▸ **Set task**: Read the records and write them out again exactly.

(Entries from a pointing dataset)
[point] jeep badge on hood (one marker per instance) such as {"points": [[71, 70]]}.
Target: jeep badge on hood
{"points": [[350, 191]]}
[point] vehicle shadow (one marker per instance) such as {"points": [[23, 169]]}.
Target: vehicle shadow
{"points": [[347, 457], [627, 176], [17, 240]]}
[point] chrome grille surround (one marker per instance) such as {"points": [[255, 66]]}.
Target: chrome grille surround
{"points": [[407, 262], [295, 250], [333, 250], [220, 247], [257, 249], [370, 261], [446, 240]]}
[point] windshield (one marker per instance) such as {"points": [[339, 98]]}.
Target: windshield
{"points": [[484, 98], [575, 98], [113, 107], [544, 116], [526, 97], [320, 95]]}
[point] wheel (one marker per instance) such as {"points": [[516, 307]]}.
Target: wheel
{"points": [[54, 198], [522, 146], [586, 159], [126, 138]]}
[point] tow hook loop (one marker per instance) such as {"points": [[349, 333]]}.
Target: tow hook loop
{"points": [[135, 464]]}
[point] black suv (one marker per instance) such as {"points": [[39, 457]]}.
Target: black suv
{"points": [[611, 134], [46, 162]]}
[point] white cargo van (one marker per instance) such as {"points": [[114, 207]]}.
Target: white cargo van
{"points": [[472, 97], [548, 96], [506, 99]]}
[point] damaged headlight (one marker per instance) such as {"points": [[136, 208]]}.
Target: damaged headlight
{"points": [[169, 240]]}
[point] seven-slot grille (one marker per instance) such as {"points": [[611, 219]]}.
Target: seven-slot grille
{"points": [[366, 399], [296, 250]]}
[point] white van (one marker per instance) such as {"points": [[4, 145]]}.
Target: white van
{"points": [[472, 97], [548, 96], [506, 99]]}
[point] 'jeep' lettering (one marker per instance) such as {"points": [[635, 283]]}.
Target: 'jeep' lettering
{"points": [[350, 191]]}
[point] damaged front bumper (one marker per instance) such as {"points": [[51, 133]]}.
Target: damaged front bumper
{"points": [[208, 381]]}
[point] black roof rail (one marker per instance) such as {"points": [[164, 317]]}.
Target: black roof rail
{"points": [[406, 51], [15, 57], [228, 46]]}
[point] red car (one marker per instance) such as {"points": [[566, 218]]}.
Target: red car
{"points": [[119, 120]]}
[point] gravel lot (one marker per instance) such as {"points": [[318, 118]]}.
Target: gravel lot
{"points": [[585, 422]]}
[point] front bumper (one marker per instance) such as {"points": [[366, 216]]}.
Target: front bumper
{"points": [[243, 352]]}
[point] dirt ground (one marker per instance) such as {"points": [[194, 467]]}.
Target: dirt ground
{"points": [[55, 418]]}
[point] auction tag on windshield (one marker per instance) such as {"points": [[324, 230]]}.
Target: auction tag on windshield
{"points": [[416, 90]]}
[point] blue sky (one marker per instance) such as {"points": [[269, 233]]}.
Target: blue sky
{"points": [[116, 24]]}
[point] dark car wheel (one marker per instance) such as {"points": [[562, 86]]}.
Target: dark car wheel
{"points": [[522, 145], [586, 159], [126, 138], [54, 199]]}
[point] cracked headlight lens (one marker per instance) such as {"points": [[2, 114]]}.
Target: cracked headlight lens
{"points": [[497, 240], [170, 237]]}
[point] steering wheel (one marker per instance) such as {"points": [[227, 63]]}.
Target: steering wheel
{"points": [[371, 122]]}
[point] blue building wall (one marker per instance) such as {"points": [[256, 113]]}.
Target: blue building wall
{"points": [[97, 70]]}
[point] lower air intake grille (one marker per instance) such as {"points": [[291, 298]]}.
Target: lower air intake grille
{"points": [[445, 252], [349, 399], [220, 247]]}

▸ **Problem solution**:
[point] jeep badge on hood (one marker per instance) such as {"points": [[71, 70]]}.
Target: jeep badge on hood
{"points": [[350, 191]]}
[point] vehicle shadow (one marker per instance) such as {"points": [[23, 169]]}.
Target: vehicle shadow
{"points": [[347, 457], [627, 176], [17, 240]]}
[point] chrome grille surround (one marker per instance) such as {"points": [[255, 66]]}.
Target: chrome grille surround
{"points": [[407, 262], [295, 250], [333, 250], [220, 247], [257, 249], [370, 261], [446, 240]]}
[point] windshield (one marker per instance) such as {"points": [[339, 98]]}.
Target: windshield
{"points": [[484, 98], [575, 98], [113, 107], [544, 116], [526, 97], [320, 95]]}
[point] wheel (one marker per instance) such as {"points": [[516, 307]]}.
Target: wheel
{"points": [[54, 198], [522, 146], [586, 159], [126, 138]]}
[point] tow hook loop (one marker per instance) such as {"points": [[349, 333]]}.
Target: tow hook loop
{"points": [[135, 464]]}
[point] black suv (one marker per instance) such as {"points": [[39, 457]]}.
Target: black suv
{"points": [[611, 134], [46, 162]]}
[point] white cargo van (one marker per instance) such as {"points": [[114, 207]]}.
Target: white cargo van
{"points": [[472, 97], [548, 96], [506, 99]]}
[point] damaged headlight (one marker per instance) such as {"points": [[136, 208]]}.
Target: damaged headlight
{"points": [[169, 240]]}
[point] seven-slot grille (one marker per instance) such as {"points": [[611, 219]]}.
Target: seven-slot grille
{"points": [[366, 399], [296, 250]]}
[point] white van (one marker per instance) such as {"points": [[4, 145]]}.
Target: white van
{"points": [[472, 97], [548, 96], [506, 99]]}
[point] 'jeep' lettering (one marker per instance) such as {"points": [[635, 283]]}.
Target: 'jeep' lettering
{"points": [[350, 191]]}
[point] damaged front bumper (one marker per instance) such as {"points": [[51, 133]]}.
Target: damaged front bumper
{"points": [[208, 381]]}
[point] black roof rail (one marker per instance) such as {"points": [[164, 317]]}.
Target: black roof rail
{"points": [[406, 51], [15, 57], [228, 46]]}
[point] red car (one marker per instance) such as {"points": [[566, 218]]}.
Target: red car
{"points": [[119, 120]]}
[point] gravel lot (one marker per instance) such as {"points": [[318, 118]]}.
Target: gravel lot
{"points": [[585, 422]]}
[point] front bumper (one marker per instance) such as {"points": [[366, 216]]}.
Target: front bumper
{"points": [[243, 352]]}
[point] dirt ground (one marker per instance) such as {"points": [[194, 467]]}.
Target: dirt ground
{"points": [[55, 418]]}
[point] auction tag on windshield (one marker per instance) such as {"points": [[324, 230]]}.
Target: auction tag on windshield
{"points": [[416, 90]]}
[point] blue sky (one marker per instance) such as {"points": [[269, 233]]}.
Target: blue sky
{"points": [[116, 24]]}
[point] dark car wheel (one marker per instance) such as {"points": [[562, 86]]}.
Target: dark car wheel
{"points": [[522, 145], [586, 159], [126, 138], [54, 199]]}
[point] cracked headlight lens (one marker per instance) such as {"points": [[2, 114]]}.
Target: cracked headlight lens
{"points": [[497, 240], [170, 237]]}
[point] steering wheel (one marker per instance) such as {"points": [[227, 63]]}.
Target: steering wheel
{"points": [[371, 122]]}
[point] blue building wall (one marker per instance) such as {"points": [[256, 113]]}.
Target: blue building wall
{"points": [[97, 70]]}
[point] lower air intake grille (one marker per instance) such as {"points": [[291, 298]]}.
Target: lower air intake grille
{"points": [[445, 252], [349, 399], [220, 247]]}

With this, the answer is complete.